**What you have to do:** The requested output is every line from the one with "Could you point out the recessed" through the last line below, printed exactly.

[Natural language region descriptions]
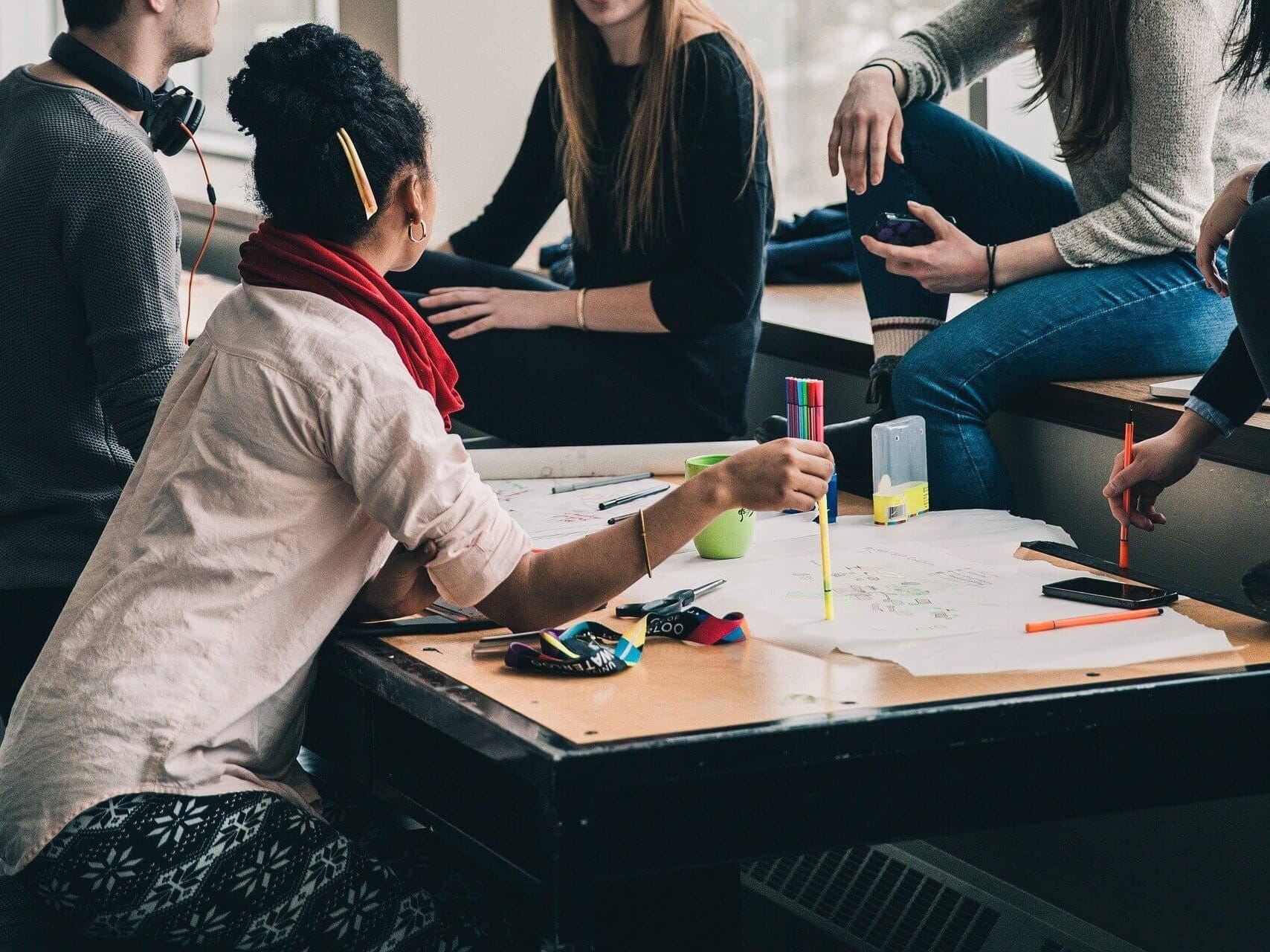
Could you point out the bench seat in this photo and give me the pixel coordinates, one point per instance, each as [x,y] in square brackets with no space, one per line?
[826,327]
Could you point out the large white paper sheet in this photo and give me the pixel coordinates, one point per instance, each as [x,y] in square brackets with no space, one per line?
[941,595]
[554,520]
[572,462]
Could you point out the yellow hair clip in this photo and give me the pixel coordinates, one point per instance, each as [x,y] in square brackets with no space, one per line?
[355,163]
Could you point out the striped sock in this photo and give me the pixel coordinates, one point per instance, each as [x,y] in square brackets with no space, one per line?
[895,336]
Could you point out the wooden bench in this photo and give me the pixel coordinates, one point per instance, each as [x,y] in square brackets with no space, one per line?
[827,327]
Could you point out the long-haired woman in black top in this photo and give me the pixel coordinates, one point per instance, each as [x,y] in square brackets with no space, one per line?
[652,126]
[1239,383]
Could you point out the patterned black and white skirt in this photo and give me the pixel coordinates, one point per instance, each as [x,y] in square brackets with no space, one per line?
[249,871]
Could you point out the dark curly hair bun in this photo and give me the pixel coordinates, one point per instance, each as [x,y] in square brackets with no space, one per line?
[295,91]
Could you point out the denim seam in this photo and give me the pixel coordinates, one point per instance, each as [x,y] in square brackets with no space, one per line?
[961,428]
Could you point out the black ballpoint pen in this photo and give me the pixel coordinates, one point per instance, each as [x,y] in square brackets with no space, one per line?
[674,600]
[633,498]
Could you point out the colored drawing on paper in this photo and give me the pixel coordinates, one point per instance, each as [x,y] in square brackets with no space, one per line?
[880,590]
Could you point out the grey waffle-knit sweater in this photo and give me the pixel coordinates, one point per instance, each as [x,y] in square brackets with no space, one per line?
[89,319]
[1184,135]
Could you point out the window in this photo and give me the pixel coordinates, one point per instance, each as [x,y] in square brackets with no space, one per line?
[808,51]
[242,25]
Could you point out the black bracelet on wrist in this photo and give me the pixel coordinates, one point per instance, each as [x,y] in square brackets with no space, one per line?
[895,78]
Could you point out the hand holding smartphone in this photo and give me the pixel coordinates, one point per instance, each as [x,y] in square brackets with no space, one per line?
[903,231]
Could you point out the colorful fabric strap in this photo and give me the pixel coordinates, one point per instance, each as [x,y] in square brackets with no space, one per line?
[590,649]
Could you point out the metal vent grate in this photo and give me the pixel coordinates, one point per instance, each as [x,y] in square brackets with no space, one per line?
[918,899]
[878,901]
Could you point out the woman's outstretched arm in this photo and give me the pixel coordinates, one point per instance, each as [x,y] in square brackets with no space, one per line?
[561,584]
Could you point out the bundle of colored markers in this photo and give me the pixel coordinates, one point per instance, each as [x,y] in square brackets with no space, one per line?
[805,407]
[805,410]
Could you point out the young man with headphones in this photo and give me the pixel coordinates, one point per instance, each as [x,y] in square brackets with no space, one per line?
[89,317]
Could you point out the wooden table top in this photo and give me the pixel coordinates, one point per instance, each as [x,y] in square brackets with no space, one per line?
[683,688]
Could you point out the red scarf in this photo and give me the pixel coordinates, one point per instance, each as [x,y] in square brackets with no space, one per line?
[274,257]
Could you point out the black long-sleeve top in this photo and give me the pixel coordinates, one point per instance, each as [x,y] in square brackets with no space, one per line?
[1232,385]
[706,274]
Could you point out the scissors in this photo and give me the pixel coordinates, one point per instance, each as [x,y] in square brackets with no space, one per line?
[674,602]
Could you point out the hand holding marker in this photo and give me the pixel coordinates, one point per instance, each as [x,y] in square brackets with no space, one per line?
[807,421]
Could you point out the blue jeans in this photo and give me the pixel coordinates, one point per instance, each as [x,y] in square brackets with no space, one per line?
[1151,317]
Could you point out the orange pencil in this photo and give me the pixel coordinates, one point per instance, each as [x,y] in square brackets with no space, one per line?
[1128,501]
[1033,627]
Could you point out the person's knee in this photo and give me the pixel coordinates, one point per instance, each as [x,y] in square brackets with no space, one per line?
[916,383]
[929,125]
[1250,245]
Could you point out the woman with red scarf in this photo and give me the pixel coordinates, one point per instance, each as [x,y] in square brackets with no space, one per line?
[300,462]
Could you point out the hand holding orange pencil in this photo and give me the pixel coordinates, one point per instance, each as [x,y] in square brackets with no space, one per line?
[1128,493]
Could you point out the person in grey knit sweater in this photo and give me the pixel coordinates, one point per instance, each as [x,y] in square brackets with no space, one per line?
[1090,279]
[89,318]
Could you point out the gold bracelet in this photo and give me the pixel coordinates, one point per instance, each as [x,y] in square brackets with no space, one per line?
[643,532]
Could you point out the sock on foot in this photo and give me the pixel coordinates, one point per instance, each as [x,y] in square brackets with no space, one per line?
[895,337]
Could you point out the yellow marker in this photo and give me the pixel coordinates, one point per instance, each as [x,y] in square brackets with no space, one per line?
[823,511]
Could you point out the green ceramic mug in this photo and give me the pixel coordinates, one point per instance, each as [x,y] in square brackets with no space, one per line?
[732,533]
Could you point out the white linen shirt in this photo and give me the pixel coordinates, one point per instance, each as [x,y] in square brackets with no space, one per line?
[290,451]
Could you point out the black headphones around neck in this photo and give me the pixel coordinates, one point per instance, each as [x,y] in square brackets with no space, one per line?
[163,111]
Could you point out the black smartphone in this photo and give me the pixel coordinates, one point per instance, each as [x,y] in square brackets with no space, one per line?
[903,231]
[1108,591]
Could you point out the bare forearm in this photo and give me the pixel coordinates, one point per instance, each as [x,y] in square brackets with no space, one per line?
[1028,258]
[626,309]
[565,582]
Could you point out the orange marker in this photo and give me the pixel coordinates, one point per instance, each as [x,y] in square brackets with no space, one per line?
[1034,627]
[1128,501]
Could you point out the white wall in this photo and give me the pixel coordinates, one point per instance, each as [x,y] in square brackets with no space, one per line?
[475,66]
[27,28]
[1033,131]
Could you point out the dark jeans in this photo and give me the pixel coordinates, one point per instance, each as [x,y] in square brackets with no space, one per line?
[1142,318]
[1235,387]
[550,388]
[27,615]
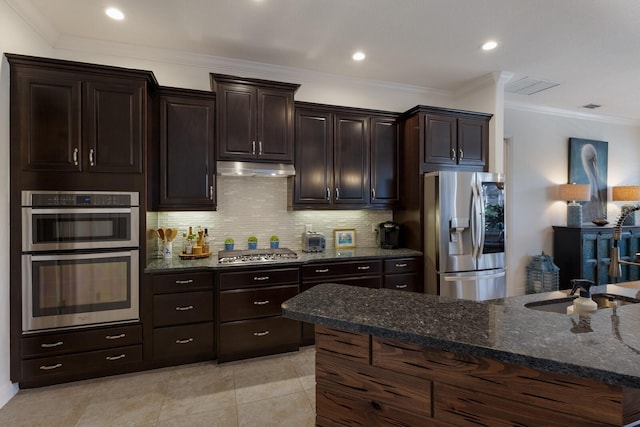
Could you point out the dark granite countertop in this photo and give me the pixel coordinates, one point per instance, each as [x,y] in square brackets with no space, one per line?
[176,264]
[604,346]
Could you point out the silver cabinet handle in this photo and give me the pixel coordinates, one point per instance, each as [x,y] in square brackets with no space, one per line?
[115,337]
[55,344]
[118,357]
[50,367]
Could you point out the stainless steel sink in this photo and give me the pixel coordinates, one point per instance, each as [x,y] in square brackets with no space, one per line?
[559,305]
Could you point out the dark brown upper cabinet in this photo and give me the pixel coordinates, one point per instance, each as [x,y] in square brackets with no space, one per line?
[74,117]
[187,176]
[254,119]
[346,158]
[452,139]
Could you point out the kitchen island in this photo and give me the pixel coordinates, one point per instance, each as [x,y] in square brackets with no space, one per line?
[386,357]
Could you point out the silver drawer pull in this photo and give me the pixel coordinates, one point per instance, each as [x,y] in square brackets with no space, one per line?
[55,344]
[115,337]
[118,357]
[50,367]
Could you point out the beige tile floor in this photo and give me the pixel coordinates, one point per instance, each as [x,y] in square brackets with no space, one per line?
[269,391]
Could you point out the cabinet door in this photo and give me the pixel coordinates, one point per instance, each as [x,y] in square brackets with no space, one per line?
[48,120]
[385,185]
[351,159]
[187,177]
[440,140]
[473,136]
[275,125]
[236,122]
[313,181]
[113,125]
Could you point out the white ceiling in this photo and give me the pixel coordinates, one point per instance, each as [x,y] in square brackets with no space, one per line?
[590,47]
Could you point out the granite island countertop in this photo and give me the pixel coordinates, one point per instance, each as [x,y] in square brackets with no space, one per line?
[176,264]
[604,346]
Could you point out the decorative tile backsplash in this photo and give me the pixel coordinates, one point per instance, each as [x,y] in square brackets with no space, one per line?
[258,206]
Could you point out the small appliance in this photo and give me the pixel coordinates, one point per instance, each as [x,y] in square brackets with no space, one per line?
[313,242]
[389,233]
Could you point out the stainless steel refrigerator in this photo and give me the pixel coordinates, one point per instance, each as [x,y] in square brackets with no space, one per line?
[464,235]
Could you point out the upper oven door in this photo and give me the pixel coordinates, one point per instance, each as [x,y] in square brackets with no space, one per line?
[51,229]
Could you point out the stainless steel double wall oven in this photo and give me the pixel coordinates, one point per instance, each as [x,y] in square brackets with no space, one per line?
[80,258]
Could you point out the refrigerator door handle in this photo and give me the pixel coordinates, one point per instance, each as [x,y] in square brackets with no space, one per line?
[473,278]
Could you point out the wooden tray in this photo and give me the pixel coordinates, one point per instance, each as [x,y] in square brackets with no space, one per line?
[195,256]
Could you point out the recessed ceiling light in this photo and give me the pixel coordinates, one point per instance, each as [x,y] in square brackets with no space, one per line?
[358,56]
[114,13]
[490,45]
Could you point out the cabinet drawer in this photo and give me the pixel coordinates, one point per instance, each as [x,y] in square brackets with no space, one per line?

**Solution below:**
Could you point out the recessed ceiling light in this photo and give me the pixel coordinates, one point per instance, each as [x,y] in square brackets with no space, one per line?
[358,56]
[114,13]
[490,45]
Could you point out the cabinet drawer in this photo and give me the pixel coordinates, one point per instance, each as [x,y] in square brackets with no space, one per line?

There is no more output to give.